**书面题目 A:** 将记录中从含有“Return one point per instance of the portico, written”的那一行到含有“x=163, y=125”的那一行(首尾两行都算在内)输出为 JSON 字符串列表,每行对应一个字符串,空行不计入。

**原始文档:**

流式传输与 JSON 结构化矛盾

90 阅读5分钟

问题背景

JSON 是一种封闭的数据结构,通常以左花括号“{”开头,右花括号“}”结尾。封闭的数据结构,意味着一般情况下,前端对 JSON 的解析必须等 待 JSON 数据全部传输完成,否则会因为 JSON 数据不完整而导致解析报错。

这就产生了一个矛盾

  • 流式传输的优势是边接收边处理,可以快速响应用户
  • 但 JSON 解析要求必须完整才能处理
  • 结果就是:即使我们用流式方式获取数据,也得等所有数据到齐才能解析,流式传输的"快速响应"优势就失效了

解决方案:流式 JSON 解析器

为了解决这个问题,我们在 BFF(Backend For Frontend)层实现了一个流式 JSON 解析器

主要功能

  1. 流式解析:逐字符解析 JSON,就像逐字阅读一样,不需要等待完整输入
  2. 增量输出:解析过程中实时发送结果,通过事件(EventEmitter)监听解析数据,实时发送给前端
    • 例如:解析到 {"user/name": "张三"} 时,立即输出 {"user/name": "张三"}
    • 前端可以立即更新 UI,显示"张三"这个名字
  3. 自动修复:可选功能,能处理常见的格式错误(如缺失引号、转义字符等)
  4. JSONURI 路径:为每个解析出的值提供路径标识
    • 例如:"user/name" 表示这是 user 对象下的 name 属性
    • 这样前端就知道这个值应该放在哪里

工作原理:像阅读一样逐字解析

核心原理:状态机模式

流式 JSON 解析器就像一个智能阅读器,它知道自己在读什么,也知道接下来应该读什么。

1. 状态机:定义"我在读什么"

解析器定义了 11 种状态,就像阅读时的不同阶段:

状态说明例子
Begin开始,还没读到任何内容准备开始
Object正在读一个对象{...}
Array正在读一个数组[...]
Key正在读键名"name"
Value正在读值"张三"123
String正在读字符串值"这是一个字符串"
Number正在读数字值1233.14
Boolean正在读布尔值truefalse
Null正在读 nullnull
Finish完成,整个 JSON 解析完毕全部读完
Breaker分隔符(逗号、冒号等),:

2. 状态栈:管理嵌套结构

想象你在读一本有章节、段落、句子的书:

  • 当你进入一个新章节时,记住"我在第几章"
  • 当你进入一个段落时,记住"我在第几章的哪一段"
  • 当你读完一个段落,回到章节层级
  • 当你读完一个章节,回到书的层级

状态栈就是这样的"记忆系统"

**练习输入:**
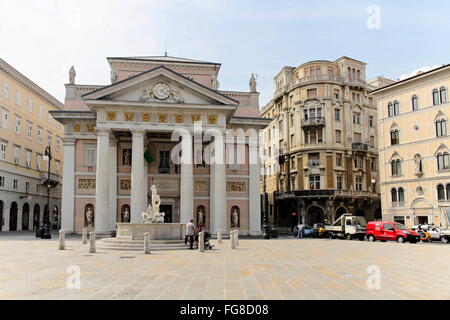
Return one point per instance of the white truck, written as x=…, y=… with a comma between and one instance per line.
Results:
x=347, y=227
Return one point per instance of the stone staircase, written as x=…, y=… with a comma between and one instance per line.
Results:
x=126, y=244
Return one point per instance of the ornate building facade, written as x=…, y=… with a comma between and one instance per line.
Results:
x=321, y=145
x=414, y=148
x=119, y=141
x=26, y=129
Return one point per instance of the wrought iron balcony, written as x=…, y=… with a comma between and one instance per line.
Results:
x=313, y=121
x=360, y=146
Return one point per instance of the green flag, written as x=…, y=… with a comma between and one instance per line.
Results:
x=148, y=157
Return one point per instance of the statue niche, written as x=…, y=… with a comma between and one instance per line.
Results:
x=235, y=217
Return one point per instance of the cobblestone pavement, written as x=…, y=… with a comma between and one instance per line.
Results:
x=32, y=268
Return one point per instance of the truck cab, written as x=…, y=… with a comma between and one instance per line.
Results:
x=348, y=227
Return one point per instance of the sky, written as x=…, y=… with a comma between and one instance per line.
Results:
x=42, y=39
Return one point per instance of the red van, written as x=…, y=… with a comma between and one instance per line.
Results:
x=393, y=231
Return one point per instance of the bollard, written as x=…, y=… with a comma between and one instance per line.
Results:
x=147, y=243
x=201, y=242
x=92, y=242
x=62, y=240
x=219, y=236
x=84, y=237
x=232, y=239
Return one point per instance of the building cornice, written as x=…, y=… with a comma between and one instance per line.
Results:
x=19, y=77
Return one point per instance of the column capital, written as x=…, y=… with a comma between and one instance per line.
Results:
x=103, y=131
x=138, y=132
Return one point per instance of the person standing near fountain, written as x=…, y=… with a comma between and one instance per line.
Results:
x=190, y=232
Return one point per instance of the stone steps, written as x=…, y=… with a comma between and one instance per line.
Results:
x=126, y=244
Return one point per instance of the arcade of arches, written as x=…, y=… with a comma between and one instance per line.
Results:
x=288, y=213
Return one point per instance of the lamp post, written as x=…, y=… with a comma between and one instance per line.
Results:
x=266, y=226
x=46, y=222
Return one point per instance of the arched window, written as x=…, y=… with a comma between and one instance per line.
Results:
x=435, y=97
x=396, y=167
x=441, y=127
x=394, y=195
x=443, y=160
x=443, y=95
x=395, y=137
x=396, y=108
x=441, y=194
x=401, y=195
x=415, y=103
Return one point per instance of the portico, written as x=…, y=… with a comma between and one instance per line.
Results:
x=163, y=125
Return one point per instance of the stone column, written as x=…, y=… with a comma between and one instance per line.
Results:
x=138, y=178
x=102, y=183
x=254, y=190
x=219, y=195
x=68, y=187
x=187, y=181
x=5, y=217
x=112, y=184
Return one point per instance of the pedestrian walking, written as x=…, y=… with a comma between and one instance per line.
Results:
x=190, y=233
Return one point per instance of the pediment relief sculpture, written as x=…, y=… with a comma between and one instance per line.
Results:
x=161, y=92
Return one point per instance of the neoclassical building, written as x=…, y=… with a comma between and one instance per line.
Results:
x=122, y=138
x=26, y=130
x=321, y=157
x=414, y=148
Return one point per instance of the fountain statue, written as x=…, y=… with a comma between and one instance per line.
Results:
x=152, y=215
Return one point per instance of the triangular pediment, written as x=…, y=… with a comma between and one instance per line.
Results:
x=160, y=85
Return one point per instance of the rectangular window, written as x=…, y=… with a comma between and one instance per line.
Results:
x=338, y=136
x=28, y=158
x=5, y=90
x=30, y=105
x=49, y=138
x=57, y=167
x=41, y=112
x=40, y=135
x=29, y=130
x=314, y=182
x=17, y=125
x=16, y=154
x=358, y=184
x=38, y=161
x=311, y=93
x=4, y=118
x=339, y=183
x=338, y=159
x=3, y=147
x=356, y=118
x=19, y=98
x=58, y=144
x=90, y=153
x=337, y=114
x=164, y=162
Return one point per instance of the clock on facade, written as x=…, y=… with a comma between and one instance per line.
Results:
x=161, y=91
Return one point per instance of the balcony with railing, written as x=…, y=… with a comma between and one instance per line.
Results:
x=360, y=146
x=313, y=122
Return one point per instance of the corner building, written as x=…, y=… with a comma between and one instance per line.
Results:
x=321, y=157
x=414, y=149
x=117, y=144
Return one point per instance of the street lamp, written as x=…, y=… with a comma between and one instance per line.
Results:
x=46, y=221
x=266, y=226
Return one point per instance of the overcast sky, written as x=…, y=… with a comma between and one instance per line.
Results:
x=42, y=39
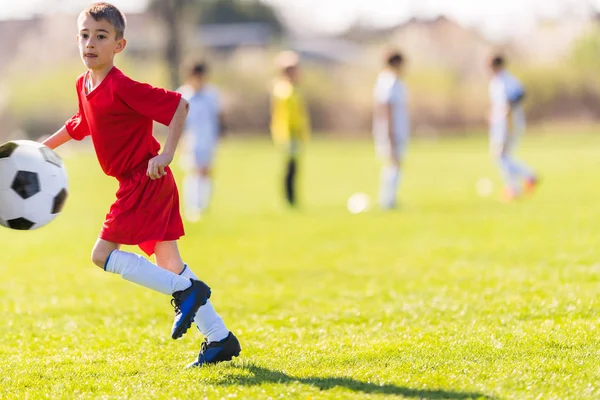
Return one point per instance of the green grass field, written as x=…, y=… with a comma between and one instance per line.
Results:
x=452, y=297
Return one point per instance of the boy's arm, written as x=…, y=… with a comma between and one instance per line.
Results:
x=157, y=165
x=58, y=139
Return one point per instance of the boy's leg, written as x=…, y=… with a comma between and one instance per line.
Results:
x=187, y=294
x=220, y=344
x=191, y=196
x=290, y=180
x=208, y=321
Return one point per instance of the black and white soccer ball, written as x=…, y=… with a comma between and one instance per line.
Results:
x=33, y=185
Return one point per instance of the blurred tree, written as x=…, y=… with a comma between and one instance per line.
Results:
x=171, y=11
x=239, y=11
x=175, y=12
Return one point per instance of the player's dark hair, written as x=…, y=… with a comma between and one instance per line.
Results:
x=498, y=61
x=394, y=58
x=108, y=12
x=199, y=69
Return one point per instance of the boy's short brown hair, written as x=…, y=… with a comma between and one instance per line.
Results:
x=393, y=58
x=497, y=61
x=199, y=68
x=107, y=12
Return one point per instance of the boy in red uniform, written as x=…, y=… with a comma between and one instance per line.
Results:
x=117, y=113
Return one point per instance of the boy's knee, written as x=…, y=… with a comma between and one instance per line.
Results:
x=100, y=256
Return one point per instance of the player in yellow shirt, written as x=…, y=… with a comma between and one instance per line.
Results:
x=290, y=124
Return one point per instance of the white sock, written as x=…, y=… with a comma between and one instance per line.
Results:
x=205, y=189
x=139, y=270
x=390, y=179
x=209, y=323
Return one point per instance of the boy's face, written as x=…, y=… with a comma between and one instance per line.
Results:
x=293, y=73
x=98, y=42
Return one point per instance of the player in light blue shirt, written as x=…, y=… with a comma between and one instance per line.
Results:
x=507, y=125
x=391, y=126
x=204, y=126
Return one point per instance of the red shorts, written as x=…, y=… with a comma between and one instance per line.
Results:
x=146, y=211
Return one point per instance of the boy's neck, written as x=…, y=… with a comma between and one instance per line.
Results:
x=98, y=75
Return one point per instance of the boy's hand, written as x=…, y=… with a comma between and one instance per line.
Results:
x=157, y=165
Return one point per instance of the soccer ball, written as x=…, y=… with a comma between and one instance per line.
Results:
x=33, y=185
x=358, y=202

**书面题目 B:** 打印上面那篇流式 JSON 解析文章中从“1. 流式解析:逐字符解析 JSON,就像逐字阅读一样,不需要等待完整输入”到“流式 JSON 解析器就像一个智能阅读器,它知道自己在读什么,也知道接下来应该读什么。”之间的原文,首尾都包括在内,一字不改。

**最终结果 A:**
[
  "Return one point per instance of the portico, written as x=…, y=… with a comma between and one instance per line.",
  "Results:",
  "x=163, y=125"
]

**最终结果 B:**
1. 流式解析:逐字符解析 JSON,就像逐字阅读一样,不需要等待完整输入
  2. 增量输出:解析过程中实时发送结果,通过事件(EventEmitter)监听解析数据,实时发送给前端
    • 例如:解析到 {"user/name": "张三"} 时,立即输出 {"user/name": "张三"}
    • 前端可以立即更新 UI,显示"张三"这个名字
  3. 自动修复:可选功能,能处理常见的格式错误(如缺失引号、转义字符等)
  4. JSONURI 路径:为每个解析出的值提供路径标识
    • 例如:"user/name" 表示这是 user 对象下的 name 属性
    • 这样前端就知道这个值应该放在哪里

工作原理:像阅读一样逐字解析

核心原理:状态机模式

流式 JSON 解析器就像一个智能阅读器,它知道自己在读什么,也知道接下来应该读什么。